# Testo del documento
-- -- --

Jean Luc Godard non aprirà la porta della sua casa a Rolle, in Svizzera, nonostante avessero un appuntamento, senza neppure avvertirli di avere cambiato idea. Che delusione per questa signora di ottantotto anni arrivata fin lì da Parigi, insieme al giovane amico e compagno di viaggi che è un ammiratore appassionato del regista di Fino all’ultimo respiro con cui condivide – almeno secondo la signora in questione – il vezzo di non togliersi mai gli occhiali scuri.

E poi che dolore il messaggio in codice che lo scorbutico JLG le ha lasciato sul vetro, coi riferimenti a giorni lontani, a un’epoca condivisa, a affetti comuni a cui lei risponde nello stesso codice che solo loro due riescono a decifrare. Non so se essere arrabbiata, dirà al giovane amico che nel vederla così ferita è pronto persino a levarsi gli occhiali mentre l’immagine diviene sfocata.

-- -- --

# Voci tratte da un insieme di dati
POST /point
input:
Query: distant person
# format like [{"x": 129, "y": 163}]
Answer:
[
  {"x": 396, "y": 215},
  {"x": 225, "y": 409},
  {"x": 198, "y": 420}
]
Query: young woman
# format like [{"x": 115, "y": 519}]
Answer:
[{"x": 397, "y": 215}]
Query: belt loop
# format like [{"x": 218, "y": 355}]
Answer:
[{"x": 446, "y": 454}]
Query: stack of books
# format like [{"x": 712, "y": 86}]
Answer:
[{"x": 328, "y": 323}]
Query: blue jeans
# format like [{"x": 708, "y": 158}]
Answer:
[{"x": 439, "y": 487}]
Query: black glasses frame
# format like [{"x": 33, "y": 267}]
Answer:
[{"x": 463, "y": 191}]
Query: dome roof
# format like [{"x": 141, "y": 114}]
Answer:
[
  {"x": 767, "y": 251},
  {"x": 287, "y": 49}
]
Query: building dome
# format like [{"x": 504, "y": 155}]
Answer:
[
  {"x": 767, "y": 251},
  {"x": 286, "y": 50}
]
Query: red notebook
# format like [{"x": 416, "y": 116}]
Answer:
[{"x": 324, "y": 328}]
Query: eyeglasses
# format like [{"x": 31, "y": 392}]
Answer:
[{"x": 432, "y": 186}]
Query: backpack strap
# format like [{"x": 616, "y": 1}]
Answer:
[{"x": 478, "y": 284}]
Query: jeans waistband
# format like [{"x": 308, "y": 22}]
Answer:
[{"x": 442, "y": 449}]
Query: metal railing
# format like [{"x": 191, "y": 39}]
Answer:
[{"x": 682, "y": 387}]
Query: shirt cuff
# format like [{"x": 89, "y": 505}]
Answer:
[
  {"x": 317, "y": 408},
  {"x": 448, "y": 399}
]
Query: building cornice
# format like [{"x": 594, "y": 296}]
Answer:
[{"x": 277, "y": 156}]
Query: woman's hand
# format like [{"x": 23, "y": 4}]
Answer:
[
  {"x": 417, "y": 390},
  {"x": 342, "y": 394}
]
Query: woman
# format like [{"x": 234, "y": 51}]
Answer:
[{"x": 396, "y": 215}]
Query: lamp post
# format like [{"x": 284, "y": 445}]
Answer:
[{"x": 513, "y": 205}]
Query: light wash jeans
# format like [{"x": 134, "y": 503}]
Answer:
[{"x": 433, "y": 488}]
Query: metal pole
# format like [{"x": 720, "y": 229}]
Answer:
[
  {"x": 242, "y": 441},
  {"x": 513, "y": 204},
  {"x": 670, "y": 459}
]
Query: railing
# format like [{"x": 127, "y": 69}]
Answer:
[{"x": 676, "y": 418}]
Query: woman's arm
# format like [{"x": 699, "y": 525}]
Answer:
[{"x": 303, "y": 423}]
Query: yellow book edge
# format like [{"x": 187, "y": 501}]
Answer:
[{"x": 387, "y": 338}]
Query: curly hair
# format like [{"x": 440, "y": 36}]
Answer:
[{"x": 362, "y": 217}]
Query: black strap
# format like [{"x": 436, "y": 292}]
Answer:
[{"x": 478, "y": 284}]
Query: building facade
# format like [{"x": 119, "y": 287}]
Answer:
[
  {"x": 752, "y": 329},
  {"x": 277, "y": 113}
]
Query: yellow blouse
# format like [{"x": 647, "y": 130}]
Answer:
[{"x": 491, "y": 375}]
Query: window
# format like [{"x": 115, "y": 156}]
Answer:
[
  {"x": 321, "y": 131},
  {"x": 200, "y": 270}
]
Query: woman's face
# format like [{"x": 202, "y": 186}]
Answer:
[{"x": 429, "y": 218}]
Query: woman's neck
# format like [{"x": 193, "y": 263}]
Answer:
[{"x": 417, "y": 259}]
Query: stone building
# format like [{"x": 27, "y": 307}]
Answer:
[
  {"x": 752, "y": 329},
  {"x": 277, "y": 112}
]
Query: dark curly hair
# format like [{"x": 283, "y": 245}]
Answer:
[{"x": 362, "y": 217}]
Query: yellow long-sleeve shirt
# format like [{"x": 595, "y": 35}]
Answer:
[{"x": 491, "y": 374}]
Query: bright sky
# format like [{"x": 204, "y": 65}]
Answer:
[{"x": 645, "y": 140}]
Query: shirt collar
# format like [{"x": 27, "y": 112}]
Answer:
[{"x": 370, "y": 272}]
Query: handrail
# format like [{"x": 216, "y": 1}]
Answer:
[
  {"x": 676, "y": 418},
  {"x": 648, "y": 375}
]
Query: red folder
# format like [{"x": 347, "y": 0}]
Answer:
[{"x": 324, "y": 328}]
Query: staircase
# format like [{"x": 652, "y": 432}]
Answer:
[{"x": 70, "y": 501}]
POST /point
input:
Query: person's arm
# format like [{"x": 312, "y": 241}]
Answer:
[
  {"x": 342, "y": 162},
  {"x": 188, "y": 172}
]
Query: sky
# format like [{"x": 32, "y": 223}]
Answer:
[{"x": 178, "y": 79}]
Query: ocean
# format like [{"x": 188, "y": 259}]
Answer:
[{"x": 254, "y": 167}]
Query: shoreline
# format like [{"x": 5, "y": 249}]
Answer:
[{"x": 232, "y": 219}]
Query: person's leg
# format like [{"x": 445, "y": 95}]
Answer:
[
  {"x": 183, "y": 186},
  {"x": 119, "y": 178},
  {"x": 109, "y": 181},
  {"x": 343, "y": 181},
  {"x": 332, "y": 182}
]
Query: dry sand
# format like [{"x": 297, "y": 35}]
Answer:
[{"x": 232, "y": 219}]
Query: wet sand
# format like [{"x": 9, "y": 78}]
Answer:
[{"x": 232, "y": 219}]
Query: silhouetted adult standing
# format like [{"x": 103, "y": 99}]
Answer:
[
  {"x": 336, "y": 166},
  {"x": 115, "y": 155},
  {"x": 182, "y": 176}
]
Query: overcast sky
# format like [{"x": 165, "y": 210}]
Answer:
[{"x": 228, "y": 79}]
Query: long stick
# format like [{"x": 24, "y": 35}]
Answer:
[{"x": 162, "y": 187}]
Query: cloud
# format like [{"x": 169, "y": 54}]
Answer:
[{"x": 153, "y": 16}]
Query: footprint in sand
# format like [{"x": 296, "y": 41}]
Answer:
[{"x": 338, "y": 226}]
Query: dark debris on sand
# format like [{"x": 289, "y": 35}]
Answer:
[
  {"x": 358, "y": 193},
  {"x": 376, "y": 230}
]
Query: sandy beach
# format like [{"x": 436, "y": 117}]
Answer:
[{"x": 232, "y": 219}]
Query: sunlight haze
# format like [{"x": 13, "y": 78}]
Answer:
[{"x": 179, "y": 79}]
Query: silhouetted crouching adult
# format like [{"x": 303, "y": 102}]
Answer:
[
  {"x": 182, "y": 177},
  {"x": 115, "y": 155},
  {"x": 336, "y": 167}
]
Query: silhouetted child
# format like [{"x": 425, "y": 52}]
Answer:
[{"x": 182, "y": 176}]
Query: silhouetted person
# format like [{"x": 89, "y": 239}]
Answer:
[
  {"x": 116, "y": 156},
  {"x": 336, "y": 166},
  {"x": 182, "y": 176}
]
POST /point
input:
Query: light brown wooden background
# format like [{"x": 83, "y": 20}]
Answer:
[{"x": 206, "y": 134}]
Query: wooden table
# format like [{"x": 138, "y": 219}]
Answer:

-- -- --

# Consegna 1
Elenca tutti i luoghi geografici nominati nel testo sulla visita a Godard.
# Consegna 2
Secondo il testo sulla visita a Godard, quanti anni ha la signora arrivata da Parigi?
# Consegna 3
Prosegui il testo sulla visita a Godard a partire dal punto in cui si interrompe.
L'elenco costituisce materiale a sé, indipendente dal testo.

# Soluzione 1
Rolle, Svizzera, Parigi

# Soluzione 2
Ha ottantotto anni.

# Soluzione 3
Lì, sulle rive del lago Léman (le Plages d’Agnés e di JLG), tra ricordi lontani e un sentimento malinconico del presente finisce il nuovo viaggio di Agnés Varda, Visages, Villages presentato lo scorso anno a Cannes – fuori concorso – da oggi in sala (con la Cineteca di Bologna).

A accompagnare l’indomita ragazza Nouvelle Vague, unica tra tanti registi uomini, c’è il fotografo JR, e il dispositivo su cui si fonda il film sono proprio i suoi enormi collage di volti installati sui muri: «rivelatori di umanità», di storie, di persone. La strana coppia attraversa la Francia sul camioncino-studio di JR (un po’ come aveva fatto Raymond Depardon con Les Habitants) tra piccole città e realtà quasi scomparse, dal nord di miniere chiuse al sud luminoso in cui gli agricoltori lavorano da soli centinaia di ettari. E parla con la gente che fotografa, sviluppa la foto nel formato gigantesco di JR e l’attacca sul luogo dove la persona in questione vive o lavora.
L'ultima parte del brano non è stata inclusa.